▸ REQUIRED WORK: The data below is to be written out exactly, with no pictures.

▸ Referring expression pointing data:

BEGIN

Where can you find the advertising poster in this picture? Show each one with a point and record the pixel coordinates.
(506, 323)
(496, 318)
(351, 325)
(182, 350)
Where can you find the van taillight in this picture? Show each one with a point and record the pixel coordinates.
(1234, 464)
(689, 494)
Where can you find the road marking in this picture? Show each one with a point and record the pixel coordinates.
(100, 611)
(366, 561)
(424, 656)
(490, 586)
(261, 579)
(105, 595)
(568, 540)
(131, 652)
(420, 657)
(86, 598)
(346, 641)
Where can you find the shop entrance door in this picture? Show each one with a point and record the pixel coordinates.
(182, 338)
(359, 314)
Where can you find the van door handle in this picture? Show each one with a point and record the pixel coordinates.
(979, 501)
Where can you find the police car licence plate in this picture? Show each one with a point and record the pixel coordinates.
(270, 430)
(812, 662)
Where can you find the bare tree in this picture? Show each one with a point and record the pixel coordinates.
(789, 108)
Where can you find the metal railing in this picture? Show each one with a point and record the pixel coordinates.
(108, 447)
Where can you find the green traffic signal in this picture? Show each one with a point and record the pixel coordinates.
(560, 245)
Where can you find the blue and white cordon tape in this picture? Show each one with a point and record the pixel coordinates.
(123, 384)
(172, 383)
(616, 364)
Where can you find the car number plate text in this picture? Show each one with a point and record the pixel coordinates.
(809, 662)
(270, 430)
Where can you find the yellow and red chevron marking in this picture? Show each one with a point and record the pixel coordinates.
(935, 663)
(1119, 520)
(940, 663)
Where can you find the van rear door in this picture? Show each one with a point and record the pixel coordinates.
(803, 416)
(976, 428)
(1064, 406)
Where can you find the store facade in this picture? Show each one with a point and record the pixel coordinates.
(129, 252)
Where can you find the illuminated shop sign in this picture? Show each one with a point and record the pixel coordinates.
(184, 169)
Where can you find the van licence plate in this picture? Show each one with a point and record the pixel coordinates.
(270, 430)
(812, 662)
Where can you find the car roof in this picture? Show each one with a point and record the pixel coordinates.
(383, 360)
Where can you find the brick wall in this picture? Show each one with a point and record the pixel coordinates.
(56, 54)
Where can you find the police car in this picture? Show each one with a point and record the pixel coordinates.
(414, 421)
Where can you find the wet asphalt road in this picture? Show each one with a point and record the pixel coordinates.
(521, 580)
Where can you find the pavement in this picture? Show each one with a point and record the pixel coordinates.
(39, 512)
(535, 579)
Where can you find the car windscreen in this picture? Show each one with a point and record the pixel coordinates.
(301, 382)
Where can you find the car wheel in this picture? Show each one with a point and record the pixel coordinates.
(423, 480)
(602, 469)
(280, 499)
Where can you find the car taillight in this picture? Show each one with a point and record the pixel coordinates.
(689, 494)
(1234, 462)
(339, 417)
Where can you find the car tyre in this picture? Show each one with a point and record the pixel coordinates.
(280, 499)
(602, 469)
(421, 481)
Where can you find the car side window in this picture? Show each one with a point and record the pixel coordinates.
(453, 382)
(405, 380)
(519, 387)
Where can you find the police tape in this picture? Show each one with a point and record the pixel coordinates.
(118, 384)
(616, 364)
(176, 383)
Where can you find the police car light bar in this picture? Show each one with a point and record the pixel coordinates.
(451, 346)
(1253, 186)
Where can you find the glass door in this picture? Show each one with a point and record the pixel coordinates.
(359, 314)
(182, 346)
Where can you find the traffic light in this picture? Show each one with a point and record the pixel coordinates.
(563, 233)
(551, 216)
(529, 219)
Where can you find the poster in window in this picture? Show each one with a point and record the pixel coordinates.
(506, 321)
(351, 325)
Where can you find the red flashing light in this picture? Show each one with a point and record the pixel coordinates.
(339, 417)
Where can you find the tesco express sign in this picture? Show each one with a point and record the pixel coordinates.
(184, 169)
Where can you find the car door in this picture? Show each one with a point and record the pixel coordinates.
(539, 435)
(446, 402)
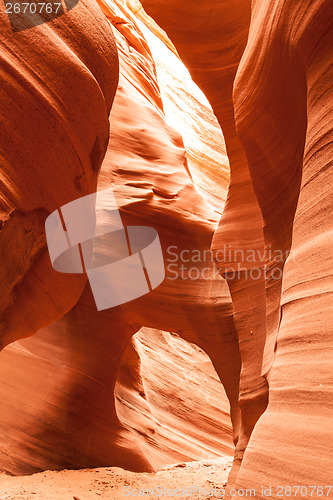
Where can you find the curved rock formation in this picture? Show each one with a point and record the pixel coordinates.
(58, 81)
(280, 97)
(285, 126)
(212, 56)
(78, 426)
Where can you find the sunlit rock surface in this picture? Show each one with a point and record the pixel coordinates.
(56, 93)
(270, 74)
(97, 396)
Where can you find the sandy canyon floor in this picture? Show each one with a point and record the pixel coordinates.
(114, 483)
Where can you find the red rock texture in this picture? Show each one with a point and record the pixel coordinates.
(286, 130)
(75, 423)
(266, 69)
(58, 82)
(273, 101)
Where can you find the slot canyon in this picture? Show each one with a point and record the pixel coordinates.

END

▸ RESPONSE:
Where can you find the advertising poster in this picture? Show each one with a point and record the pixel coordinates.
(506, 323)
(496, 318)
(351, 325)
(182, 350)
Where can you find the van taillight in this picture? Show each one with a point and record the pixel coordinates.
(1234, 464)
(689, 494)
Where can you find the road marking in this picture? Show each one with a point and record the pixel coordinates.
(100, 611)
(366, 561)
(424, 656)
(490, 586)
(261, 579)
(105, 595)
(568, 540)
(131, 652)
(420, 657)
(86, 598)
(346, 641)
Where can you find the shop entrance door in this picture? Show each one with a point and record the pixel coordinates.
(182, 338)
(359, 314)
Where can you find the van door handle in this picture? Show each one with a point and record the pixel coordinates.
(979, 501)
Where can you find the police car licence plate in this picture? Show each one with a point and record the pixel coordinates.
(270, 430)
(812, 662)
Where can you find the bare tree in this picture? Show each one with a point and record the pixel coordinates.
(789, 108)
Where can you find the metal railing in this picture? Show each one with a point and record the pixel coordinates.
(108, 447)
Where can you find the green traffic signal in this picture? Show each one with a point and record the pixel coordinates.
(560, 245)
Where can you find the blue and white cordon tape in this picture? Show each one with a point and record the pixel coordinates.
(123, 384)
(172, 383)
(616, 364)
Where can you find the car number plate text in this picture? Show each one with a point and record the pixel coordinates.
(809, 662)
(270, 430)
Where can you find the yellow and red chevron marking in this picture? Show each one with a point and record the pixel coordinates.
(935, 663)
(1119, 520)
(940, 663)
Where can you find the van rear door in this picture? Show each one with a point and record the pixel coordinates.
(803, 416)
(976, 428)
(1064, 406)
Where can you find the store facade in this picture? Show each one with a point and record the pixel coordinates.
(129, 252)
Where can you find the illuminated shop sign in this picture? Show each one with a point and record the pixel coordinates.
(184, 169)
Where can you find the van licence plate in this picture? Show each one with a point and record the pixel coordinates.
(270, 430)
(812, 662)
Where can you find the car roof in this picture? Show each one with a point and record the pixel coordinates.
(383, 360)
Where can you find the brick wall in this picture? Show each one with a point and record the pixel coordinates.
(56, 54)
Where can you find the police car in this picture? Show each one with a point and record the pixel coordinates.
(414, 421)
Where can you find the wet asphalt road in this picture? Show each one with a point and record the pixel coordinates.
(521, 580)
Where can you find the pavement in this picture? Show each one with a point and record the pixel coordinates.
(39, 512)
(535, 579)
Where can you find the car windscreen in this picture? Show each one with a point and record the pixel coordinates.
(301, 382)
Where can you find the car wheel in this picture? Show each one with a point and record the pixel coordinates.
(423, 480)
(602, 469)
(280, 499)
Where can you find the car taillight in this picture? Show each one with a point and record the pixel coordinates.
(689, 494)
(1234, 462)
(339, 417)
Where can you find the car tyre in this picture? Show each one with a point and record the pixel coordinates.
(280, 499)
(602, 469)
(421, 481)
Where can you find the car side window in this picture? Show each one with a point and record the pixel coordinates.
(453, 382)
(405, 380)
(519, 387)
Where can you find the police tape in this picture? Show each one with a point and record the pixel coordinates.
(118, 384)
(616, 364)
(176, 383)
Where can you find the police car light bar in this picture? Show each one with a point and record the pixel coordinates.
(451, 346)
(1253, 186)
Where can you find the glass door in this picture? Show each one with a point and record the pixel coordinates.
(359, 314)
(182, 346)
Where can you find the traffic light in this picture? Show each one with a point and record the pixel coordinates.
(563, 233)
(551, 216)
(529, 219)
Where can you find the poster in window in this picture? Show each one with a point and record the pixel coordinates.
(506, 321)
(351, 325)
Where can you find the red flashing light in this picture? Show each one with a point and record the pixel coordinates.
(339, 417)
Where can you find the tesco express sign in this picture? Show each one with a point and record the pixel coordinates.
(184, 169)
Where can you find the car door in this picture? Show each one with a point and record the pixel coordinates.
(539, 435)
(446, 402)
Where can you find the curved rock formation in this picture? Show each one with a point and record the pixel coordinates.
(58, 81)
(280, 97)
(285, 126)
(212, 56)
(78, 426)
Where can you find the sunlit rock surface in this picture? Show each one with a point and record the pixel coordinates.
(56, 93)
(270, 74)
(97, 396)
Where can you find the sandy canyon floor in this picture? Show each one with a point and record the pixel coordinates.
(114, 483)
Where can you find the red rock texture in this picture? Show each one with a point and record the pixel coordinates.
(286, 130)
(75, 423)
(266, 69)
(58, 82)
(273, 101)
Where can you find the slot canyon in this picture? Show each one with a point and record the pixel coordinates.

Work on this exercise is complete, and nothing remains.